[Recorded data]

================================

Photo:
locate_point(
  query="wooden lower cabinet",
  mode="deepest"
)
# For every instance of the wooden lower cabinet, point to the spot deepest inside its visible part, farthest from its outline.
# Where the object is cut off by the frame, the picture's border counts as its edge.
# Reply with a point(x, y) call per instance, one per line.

================================

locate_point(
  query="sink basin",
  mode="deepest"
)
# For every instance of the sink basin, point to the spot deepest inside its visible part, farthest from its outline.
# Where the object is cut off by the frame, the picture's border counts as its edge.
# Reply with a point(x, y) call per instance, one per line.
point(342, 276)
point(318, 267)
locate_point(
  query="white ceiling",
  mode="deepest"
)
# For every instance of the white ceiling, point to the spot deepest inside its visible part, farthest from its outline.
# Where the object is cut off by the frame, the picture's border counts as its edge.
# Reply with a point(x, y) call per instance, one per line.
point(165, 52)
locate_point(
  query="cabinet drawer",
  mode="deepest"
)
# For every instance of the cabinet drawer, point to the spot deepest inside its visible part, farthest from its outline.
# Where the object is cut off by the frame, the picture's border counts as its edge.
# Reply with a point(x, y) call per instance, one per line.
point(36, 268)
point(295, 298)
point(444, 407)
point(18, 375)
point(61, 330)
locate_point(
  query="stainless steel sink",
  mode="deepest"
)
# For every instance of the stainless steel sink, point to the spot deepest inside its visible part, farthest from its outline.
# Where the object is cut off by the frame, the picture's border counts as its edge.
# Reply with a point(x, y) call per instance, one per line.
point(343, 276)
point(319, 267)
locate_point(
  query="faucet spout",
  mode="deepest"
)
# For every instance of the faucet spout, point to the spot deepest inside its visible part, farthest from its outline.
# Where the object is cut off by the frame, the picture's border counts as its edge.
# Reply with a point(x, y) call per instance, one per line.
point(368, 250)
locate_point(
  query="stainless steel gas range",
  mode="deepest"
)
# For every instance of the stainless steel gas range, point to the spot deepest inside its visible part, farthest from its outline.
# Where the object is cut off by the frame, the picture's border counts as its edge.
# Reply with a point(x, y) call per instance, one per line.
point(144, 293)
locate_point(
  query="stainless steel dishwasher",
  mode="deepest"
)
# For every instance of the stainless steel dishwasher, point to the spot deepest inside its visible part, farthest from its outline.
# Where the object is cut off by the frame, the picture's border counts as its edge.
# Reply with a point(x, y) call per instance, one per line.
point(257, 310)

================================

▶ _GIVEN INSTRUCTION_:
Locate every line in the recorded data above that contains the word "ceiling" and copy each such line, treating uppercase and lowercase as different.

▶ _SOLUTION TO THIS PROBLEM_:
  query="white ceiling",
# For every instance of the white ceiling, point to the spot deepest inside its visible part, farthest from its outline.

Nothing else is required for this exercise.